(Dataset entries)
☆ ☆ ☆ ☆ ☆ ☆ ☆

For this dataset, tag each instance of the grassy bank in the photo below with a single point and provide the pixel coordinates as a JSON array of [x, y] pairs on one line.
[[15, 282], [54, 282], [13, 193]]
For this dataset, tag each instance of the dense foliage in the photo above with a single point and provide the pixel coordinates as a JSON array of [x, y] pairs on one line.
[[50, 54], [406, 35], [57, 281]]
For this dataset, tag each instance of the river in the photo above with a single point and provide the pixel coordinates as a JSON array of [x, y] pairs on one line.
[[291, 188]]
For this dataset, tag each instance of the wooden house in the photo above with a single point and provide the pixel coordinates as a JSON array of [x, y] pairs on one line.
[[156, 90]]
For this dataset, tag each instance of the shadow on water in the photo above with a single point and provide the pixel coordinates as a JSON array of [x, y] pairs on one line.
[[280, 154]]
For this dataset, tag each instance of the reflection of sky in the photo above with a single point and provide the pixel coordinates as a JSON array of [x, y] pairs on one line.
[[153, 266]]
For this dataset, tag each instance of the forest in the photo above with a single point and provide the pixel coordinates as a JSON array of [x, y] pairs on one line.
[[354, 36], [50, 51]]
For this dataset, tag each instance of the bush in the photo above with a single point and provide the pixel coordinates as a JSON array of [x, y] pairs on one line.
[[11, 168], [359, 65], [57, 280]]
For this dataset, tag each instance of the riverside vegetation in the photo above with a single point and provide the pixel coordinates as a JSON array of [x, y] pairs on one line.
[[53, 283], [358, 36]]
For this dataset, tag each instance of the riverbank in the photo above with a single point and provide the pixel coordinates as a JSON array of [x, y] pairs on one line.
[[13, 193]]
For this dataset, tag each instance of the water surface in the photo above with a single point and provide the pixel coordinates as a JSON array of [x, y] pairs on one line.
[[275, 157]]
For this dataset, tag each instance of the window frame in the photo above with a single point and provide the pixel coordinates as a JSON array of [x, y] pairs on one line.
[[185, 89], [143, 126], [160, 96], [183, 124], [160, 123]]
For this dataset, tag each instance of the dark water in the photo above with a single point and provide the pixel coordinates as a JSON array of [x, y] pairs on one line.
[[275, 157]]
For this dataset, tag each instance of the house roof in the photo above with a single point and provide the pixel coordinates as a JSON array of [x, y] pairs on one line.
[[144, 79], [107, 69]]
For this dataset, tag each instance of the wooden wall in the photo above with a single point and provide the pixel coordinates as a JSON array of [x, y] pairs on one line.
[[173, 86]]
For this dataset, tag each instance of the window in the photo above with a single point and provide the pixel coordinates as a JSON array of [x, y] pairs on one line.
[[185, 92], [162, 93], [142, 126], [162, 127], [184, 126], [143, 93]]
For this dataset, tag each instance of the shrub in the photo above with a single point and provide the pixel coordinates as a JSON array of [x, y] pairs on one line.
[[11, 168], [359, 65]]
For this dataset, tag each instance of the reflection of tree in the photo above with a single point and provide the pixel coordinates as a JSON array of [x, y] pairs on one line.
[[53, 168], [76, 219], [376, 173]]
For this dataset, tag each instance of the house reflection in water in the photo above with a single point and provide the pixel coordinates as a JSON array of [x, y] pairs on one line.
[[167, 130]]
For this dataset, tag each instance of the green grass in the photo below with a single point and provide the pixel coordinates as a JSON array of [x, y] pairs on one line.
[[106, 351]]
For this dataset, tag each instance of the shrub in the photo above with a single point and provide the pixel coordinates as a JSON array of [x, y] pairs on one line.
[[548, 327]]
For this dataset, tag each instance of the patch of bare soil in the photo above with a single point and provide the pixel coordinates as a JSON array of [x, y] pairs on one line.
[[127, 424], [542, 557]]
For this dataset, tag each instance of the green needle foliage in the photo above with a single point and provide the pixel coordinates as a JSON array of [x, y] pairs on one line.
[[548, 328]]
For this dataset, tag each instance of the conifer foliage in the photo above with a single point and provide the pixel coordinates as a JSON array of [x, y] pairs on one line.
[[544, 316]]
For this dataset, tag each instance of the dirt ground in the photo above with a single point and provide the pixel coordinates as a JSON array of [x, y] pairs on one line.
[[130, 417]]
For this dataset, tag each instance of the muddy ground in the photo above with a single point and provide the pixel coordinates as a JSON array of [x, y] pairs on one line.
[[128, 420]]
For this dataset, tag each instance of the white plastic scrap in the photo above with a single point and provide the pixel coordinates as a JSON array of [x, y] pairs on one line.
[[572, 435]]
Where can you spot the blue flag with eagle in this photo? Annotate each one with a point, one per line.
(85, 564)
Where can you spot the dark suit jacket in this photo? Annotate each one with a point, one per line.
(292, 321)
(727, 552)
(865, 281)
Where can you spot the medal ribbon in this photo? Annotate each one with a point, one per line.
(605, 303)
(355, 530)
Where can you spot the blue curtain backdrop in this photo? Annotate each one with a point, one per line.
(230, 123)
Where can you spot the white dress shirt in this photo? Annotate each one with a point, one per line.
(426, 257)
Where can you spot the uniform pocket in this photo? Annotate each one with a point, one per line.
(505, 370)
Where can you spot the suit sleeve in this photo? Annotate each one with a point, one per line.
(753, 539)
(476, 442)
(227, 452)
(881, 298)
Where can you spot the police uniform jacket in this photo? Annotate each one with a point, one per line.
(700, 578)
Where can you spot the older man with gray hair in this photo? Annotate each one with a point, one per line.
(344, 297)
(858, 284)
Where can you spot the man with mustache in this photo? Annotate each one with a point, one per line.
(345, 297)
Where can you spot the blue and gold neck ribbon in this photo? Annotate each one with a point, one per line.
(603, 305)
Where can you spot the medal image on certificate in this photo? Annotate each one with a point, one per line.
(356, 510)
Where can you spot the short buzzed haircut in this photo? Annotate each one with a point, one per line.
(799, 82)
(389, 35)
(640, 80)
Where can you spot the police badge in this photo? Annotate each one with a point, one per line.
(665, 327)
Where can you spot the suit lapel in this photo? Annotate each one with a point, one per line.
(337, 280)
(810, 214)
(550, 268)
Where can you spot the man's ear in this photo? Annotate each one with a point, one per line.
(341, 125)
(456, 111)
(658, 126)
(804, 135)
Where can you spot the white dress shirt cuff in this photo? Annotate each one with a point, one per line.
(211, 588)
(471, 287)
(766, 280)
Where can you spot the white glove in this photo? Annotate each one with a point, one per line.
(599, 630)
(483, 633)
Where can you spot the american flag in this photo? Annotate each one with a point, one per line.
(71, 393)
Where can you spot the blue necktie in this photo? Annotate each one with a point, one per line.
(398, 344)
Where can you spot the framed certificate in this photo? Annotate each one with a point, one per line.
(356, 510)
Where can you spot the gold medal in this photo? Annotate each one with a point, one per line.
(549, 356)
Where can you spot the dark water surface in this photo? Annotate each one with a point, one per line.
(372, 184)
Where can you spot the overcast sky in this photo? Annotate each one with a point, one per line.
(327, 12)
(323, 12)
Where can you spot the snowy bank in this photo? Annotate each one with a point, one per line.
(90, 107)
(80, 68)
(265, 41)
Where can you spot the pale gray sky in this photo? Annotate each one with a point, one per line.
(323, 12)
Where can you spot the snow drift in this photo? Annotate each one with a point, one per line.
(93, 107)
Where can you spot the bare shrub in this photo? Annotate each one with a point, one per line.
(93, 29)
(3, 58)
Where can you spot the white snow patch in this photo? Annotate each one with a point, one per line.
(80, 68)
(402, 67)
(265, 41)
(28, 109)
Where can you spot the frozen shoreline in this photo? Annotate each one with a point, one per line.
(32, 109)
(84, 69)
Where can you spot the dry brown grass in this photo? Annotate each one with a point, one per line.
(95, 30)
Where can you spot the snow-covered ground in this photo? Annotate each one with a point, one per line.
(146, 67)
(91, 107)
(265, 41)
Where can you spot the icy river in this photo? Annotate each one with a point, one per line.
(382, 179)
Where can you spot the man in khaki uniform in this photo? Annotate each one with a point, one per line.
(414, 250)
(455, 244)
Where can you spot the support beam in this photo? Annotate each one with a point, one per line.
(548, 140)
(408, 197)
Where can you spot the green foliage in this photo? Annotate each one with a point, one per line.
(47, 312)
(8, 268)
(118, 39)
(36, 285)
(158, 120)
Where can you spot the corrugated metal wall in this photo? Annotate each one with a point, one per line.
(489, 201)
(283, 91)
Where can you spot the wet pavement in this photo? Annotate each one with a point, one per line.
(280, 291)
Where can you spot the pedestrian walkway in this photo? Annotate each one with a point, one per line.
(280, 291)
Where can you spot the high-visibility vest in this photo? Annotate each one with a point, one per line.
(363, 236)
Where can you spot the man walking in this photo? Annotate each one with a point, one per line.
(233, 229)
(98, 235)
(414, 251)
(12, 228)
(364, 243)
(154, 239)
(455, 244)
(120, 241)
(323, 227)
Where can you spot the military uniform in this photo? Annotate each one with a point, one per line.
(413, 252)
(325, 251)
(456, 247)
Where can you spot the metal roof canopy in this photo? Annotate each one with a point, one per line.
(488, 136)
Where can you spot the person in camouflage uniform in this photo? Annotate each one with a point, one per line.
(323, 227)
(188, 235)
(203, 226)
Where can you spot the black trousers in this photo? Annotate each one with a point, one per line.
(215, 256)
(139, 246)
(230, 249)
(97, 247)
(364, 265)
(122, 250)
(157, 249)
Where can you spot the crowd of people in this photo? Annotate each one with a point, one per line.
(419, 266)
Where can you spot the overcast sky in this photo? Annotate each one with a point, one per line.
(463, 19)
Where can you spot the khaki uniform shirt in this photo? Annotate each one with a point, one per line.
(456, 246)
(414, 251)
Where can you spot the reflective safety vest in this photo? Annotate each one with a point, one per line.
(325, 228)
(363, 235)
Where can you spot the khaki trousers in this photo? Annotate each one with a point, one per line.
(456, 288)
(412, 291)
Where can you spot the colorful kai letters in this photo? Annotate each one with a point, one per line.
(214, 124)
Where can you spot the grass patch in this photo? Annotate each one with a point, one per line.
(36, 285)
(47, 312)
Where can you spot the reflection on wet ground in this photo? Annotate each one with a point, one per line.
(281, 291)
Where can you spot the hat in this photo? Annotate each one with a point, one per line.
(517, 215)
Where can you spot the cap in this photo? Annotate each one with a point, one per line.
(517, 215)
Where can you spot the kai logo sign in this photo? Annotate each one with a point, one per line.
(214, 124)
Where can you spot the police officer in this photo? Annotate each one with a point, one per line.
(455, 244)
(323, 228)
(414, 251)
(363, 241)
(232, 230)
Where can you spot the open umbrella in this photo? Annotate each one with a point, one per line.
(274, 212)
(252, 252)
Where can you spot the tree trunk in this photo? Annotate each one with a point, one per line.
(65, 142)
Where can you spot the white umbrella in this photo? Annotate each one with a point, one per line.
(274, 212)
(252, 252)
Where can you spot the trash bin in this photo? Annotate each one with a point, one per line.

☆ ☆ ☆ ☆ ☆ ☆ ☆

Nothing but the lines from the one with "Where can you spot the open" through the last line of the data should appear; print them exactly.

Where can you spot the open umbrella in this photo? Annotate each one with a point, one per line.
(274, 212)
(252, 252)
Where can you spot the tree trunk in this photo? Annotate each one with a point, one per line.
(65, 142)
Where can you spot the white umbrella in this photo? Annotate each one with a point, one per line.
(274, 212)
(252, 252)
Where can you spot the trash bin in this photo? Annotate each one with a point, one per line.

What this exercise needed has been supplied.